READING PASSAGE:
------------------------------------------------------------
Freedom is a Feeling We Fight For

Vlai Ly
maivmai
Published in
8 min readMay 8, 2018

-A submission to maivmai’s May prompt, Roots

My trip to Laos was not a vacation.

I went there with this expectation that I was going to find the missing parts to my identity as a Hmong American. I thought I would find a deep connection to my parent’s homeland that I had only heard about in stories. I thought that I would arrive back in the United States no longer feeling in limbo between my Hmong identity and my American identity.

I was wrong.

Ever since arriving back into the United States, I’ve been slowly unraveling the strange clash of feelings that have made the divide between my two identities even stronger. As I come closer to fully comprehending the significance of Laos, I encounter a darker truth to how the United States strangles nations around the world and what that means to myself, not just as a Hmong person but also as an American citizen.

I remember something changing inside of me as I walked out of Tham Piu Cave in Xieng Khouang. Our tour guide told us about how 340 innocent Lao civilians died in that cave, at the hands of an American bomber pilot who dropped a bomb into it thinking it might’ve been filled with Vietcong Soldiers.

Isn’t that funny? That to an American fighter pilot sitting high in the sky, a cave full of Lao children, parents, aunts, uncles, and grandparents is no different than Vietcong Soldiers? Isn’t it funny that there isn’t a moment of consideration that maybe there are innocent lives in that cave?
------------------------------------------------------------
Region labeling items:

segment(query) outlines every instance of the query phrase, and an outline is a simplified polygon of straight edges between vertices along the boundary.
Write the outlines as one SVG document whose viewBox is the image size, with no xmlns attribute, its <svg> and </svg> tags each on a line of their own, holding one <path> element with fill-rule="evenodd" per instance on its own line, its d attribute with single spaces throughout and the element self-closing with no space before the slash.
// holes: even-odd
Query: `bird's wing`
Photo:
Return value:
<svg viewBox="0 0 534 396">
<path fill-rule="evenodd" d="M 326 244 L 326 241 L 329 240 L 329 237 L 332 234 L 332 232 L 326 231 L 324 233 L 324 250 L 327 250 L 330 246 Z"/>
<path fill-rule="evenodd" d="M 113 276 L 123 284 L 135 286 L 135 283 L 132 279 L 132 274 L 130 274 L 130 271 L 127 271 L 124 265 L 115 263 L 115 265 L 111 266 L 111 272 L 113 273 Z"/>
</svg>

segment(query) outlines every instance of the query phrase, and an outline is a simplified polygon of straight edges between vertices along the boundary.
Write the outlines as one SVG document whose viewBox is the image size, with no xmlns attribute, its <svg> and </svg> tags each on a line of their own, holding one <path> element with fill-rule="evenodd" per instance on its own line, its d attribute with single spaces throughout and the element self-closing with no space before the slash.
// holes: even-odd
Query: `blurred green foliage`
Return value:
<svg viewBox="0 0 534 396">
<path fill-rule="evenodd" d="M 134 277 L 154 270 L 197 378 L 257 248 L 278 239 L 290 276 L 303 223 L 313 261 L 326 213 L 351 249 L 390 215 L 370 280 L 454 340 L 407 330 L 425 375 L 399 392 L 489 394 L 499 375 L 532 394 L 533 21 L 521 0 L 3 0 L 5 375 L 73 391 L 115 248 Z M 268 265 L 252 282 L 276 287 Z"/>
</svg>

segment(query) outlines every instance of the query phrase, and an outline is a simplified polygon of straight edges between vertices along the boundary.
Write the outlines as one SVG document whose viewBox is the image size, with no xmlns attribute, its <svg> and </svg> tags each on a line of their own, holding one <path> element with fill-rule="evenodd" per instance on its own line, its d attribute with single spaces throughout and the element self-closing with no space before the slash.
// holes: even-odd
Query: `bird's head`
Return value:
------------------------------------------------------------
PROBLEM: Reproduce the part of the essay about the trip to Laos between "I was wrong." and "with Vietcong Soldiers.", inclusive, substituting "fighter pilot" for "bomber pilot".

RESPONSE:
I was wrong.

Ever since arriving back into the United States, I’ve been slowly unraveling the strange clash of feelings that have made the divide between my two identities even stronger. As I come closer to fully comprehending the significance of Laos, I encounter a darker truth to how the United States strangles nations around the world and what that means to myself, not just as a Hmong person but also as an American citizen.

I remember something changing inside of me as I walked out of Tham Piu Cave in Xieng Khouang. Our tour guide told us about how 340 innocent Lao civilians died in that cave, at the hands of an American fighter pilot who dropped a bomb into it thinking it might’ve been filled with Vietcong Soldiers.